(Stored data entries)
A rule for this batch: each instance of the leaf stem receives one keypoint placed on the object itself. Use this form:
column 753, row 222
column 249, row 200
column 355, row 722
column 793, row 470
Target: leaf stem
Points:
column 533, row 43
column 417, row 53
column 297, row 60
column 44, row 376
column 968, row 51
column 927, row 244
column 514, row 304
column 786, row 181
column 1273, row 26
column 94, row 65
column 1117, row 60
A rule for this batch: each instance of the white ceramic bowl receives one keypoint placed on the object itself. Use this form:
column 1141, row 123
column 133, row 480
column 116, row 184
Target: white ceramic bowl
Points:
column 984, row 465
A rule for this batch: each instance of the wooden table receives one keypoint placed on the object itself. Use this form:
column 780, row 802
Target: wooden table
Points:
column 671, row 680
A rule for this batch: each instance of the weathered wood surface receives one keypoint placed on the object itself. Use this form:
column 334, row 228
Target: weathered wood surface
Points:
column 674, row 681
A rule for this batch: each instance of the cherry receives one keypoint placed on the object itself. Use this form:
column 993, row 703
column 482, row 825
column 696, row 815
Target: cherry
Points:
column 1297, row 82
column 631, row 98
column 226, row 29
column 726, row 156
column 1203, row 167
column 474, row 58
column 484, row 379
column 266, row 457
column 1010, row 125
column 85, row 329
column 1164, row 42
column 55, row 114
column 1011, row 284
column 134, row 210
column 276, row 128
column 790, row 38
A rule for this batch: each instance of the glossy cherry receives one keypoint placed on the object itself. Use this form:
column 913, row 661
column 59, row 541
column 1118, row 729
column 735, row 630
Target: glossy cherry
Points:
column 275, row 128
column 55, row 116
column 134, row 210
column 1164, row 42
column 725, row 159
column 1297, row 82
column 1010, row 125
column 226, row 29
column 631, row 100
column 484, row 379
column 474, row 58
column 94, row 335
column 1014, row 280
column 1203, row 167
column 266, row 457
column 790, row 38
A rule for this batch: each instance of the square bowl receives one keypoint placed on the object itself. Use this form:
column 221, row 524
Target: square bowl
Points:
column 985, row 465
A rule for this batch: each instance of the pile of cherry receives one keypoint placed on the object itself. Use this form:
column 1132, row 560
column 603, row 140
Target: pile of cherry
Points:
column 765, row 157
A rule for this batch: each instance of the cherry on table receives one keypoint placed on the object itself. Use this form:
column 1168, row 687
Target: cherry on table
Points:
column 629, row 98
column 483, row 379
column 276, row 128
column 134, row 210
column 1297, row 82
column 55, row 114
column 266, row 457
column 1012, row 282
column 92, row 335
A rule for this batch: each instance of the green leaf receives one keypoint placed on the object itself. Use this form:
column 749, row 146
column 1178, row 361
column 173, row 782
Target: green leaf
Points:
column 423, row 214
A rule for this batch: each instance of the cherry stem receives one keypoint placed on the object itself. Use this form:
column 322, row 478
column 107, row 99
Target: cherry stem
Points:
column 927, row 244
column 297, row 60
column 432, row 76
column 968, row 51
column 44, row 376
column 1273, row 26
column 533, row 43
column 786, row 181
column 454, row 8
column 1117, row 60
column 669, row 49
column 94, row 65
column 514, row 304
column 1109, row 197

TO DO
Print out each record above exactly, with nothing omitted.

ANSWER FOR THIS EXERCISE
A rule for this batch: each instance of the leaf stem receives one keypoint placed on the object itself. Use this form:
column 753, row 222
column 249, row 200
column 355, row 722
column 793, row 470
Target: leaf stem
Points:
column 533, row 43
column 417, row 53
column 297, row 60
column 44, row 376
column 968, row 51
column 927, row 244
column 514, row 304
column 786, row 181
column 1273, row 26
column 94, row 65
column 1117, row 60
A rule for this batch: each instance of the white ceramic bowl receives one keypoint placed on the object itself. Use this form:
column 1141, row 123
column 133, row 480
column 116, row 184
Target: white ceramic bowl
Points:
column 984, row 465
A rule for this batch: each instance of the wooden table receives one keypoint placed on the object itself. Use this form:
column 780, row 802
Target: wooden table
Points:
column 671, row 680
A rule for this batch: each instance of the weathered wood surface receives one keypoint placed on the object itself. Use this form:
column 334, row 228
Target: weathered wood surface
Points:
column 674, row 681
A rule for this batch: each instance of the cherry receives one keypoint placed on the object itself. Use this form:
column 993, row 703
column 482, row 825
column 696, row 815
Target: cherry
Points:
column 1297, row 82
column 631, row 98
column 226, row 29
column 726, row 156
column 1203, row 167
column 474, row 58
column 484, row 379
column 266, row 457
column 1010, row 125
column 85, row 329
column 1164, row 42
column 55, row 114
column 1011, row 284
column 134, row 210
column 276, row 128
column 790, row 38
A rule for this batch: each instance of the glossy cherry receives one keypoint placed on the object itself. Use this form:
column 913, row 661
column 59, row 541
column 1118, row 729
column 735, row 630
Target: glossy cherry
Points:
column 275, row 128
column 55, row 116
column 134, row 210
column 1164, row 42
column 725, row 159
column 1297, row 82
column 1010, row 125
column 226, row 29
column 631, row 100
column 484, row 379
column 474, row 58
column 94, row 335
column 1014, row 280
column 1203, row 167
column 266, row 457
column 790, row 38
A rule for this batch: each instance of the square bowl receives one keypoint placed on the object itself. Use this form:
column 221, row 524
Target: square bowl
Points:
column 985, row 465
A rule for this batch: each instance of the pile of cherry receives one keypoint placed on the object itself. Use this form:
column 1132, row 560
column 603, row 140
Target: pile of cherry
Points:
column 765, row 157
A rule for this batch: each instance of the cherry on table receives one keypoint placed on the object itself. Use this form:
column 1168, row 687
Target: cherry on table
Points:
column 629, row 98
column 483, row 379
column 276, row 128
column 134, row 210
column 1297, row 82
column 55, row 114
column 266, row 457
column 1012, row 282
column 92, row 335
A rule for this batch: each instance of the green leaf receives one keypoint placed on the object itself. Use this form:
column 749, row 146
column 1178, row 361
column 173, row 782
Target: green leaf
Points:
column 423, row 214
A rule for this batch: each instance of the cherry stem receives one keypoint placed on the object itself. Use this form:
column 322, row 478
column 107, row 99
Target: cherry stem
Points:
column 927, row 244
column 297, row 60
column 432, row 76
column 968, row 51
column 44, row 376
column 1273, row 26
column 533, row 43
column 786, row 181
column 454, row 8
column 1117, row 60
column 669, row 49
column 94, row 65
column 514, row 304
column 1109, row 197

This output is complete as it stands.